Trecho do texto:
━━━━━━━━━━━━━━━━━━━━

Fernando Pessoa era um homem só, mas em pessoas múltiplas. Além dele mesmo,
carregava consigo uma pequena multidão: Alberto Caeiro, Ricardo Reis, Álvaro de
Campos, Bernardo Soares e vários outros menos importantes. Personalidades
diferentes. Todos escritores.
O próprio Pessoa fazia questão de destacar: não eram meros pseudônimos, mas
heterônimos. Ou seja, diferentes pessoas dentro do mesmo poeta. Escreveu ele:
“Construí dentro de mim várias personagens distintas entre si e de mim,
personagens essas a que atribuí poemas vários que não são como eu, nos meus
sentimentos e idéias, os escreveria”.
E, como pessoas independentes, os heterônimos tinham biografia, horóscopo e
descrição física. Aqui vão alguns traços dos principais deles.

━━━━━━━━━━━━━━━━━━━━

Dados fornecidos:
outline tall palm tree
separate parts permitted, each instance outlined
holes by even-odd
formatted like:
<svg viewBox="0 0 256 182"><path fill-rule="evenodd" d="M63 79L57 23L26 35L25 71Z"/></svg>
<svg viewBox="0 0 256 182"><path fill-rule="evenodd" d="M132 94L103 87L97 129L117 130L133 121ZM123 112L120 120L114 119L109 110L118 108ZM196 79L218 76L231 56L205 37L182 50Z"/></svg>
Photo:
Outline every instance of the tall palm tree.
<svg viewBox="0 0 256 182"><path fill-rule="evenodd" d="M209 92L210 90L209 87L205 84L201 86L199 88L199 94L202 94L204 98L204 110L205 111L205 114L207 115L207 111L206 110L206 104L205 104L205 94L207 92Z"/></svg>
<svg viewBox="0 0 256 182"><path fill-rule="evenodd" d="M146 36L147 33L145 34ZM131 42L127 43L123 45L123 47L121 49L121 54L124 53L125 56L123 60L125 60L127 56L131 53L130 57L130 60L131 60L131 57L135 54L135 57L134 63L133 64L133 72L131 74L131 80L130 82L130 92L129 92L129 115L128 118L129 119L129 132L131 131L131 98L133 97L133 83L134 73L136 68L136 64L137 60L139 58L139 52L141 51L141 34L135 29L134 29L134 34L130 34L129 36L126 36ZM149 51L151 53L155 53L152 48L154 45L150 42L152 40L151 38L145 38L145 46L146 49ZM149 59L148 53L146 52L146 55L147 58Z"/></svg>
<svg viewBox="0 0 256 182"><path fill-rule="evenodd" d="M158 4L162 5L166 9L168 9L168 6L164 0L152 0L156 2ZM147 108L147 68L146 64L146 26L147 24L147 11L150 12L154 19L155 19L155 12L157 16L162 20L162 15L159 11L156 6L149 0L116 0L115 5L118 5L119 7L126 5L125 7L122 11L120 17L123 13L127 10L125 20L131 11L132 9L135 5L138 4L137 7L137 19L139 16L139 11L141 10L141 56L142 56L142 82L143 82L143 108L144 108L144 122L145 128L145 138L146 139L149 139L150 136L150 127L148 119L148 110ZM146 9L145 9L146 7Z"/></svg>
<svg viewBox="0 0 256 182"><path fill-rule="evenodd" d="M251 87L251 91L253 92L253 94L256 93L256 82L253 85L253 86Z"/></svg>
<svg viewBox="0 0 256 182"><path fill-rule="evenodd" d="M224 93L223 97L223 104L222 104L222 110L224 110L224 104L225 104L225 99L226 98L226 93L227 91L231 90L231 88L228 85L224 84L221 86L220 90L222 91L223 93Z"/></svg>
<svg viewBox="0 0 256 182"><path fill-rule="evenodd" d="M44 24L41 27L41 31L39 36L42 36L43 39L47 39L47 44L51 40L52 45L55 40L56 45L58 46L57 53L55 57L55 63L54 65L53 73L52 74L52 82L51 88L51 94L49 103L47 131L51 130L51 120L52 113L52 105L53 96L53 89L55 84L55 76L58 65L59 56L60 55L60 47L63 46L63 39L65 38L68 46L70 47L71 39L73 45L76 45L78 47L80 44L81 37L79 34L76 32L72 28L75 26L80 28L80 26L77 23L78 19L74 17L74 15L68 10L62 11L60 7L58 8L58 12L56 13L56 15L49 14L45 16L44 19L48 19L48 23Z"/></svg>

━━━━━━━━━━━━━━━━━━━━

Desafios:
(a) No trecho sobre Fernando Pessoa, o que os heterônimos tinham por serem pessoas independentes?
(b) No trecho sobre Fernando Pessoa, reescreva a passagem que vai de "Fernando Pessoa era" até "diferentes. Todos escritores.", trocando "multidão" por "comitiva".
(c) Quais heterônimos de Pessoa são citados pelo nome no trecho sobre Fernando Pessoa?

Respostas esperadas:
(a) Biografia, horóscopo e descrição física.

(b)
Fernando Pessoa era um homem só, mas em pessoas múltiplas. Além dele mesmo,
carregava consigo uma pequena comitiva: Alberto Caeiro, Ricardo Reis, Álvaro de
Campos, Bernardo Soares e vários outros menos importantes. Personalidades
diferentes. Todos escritores.

(c) Alberto Caeiro, Ricardo Reis, Álvaro de Campos e Bernardo Soares.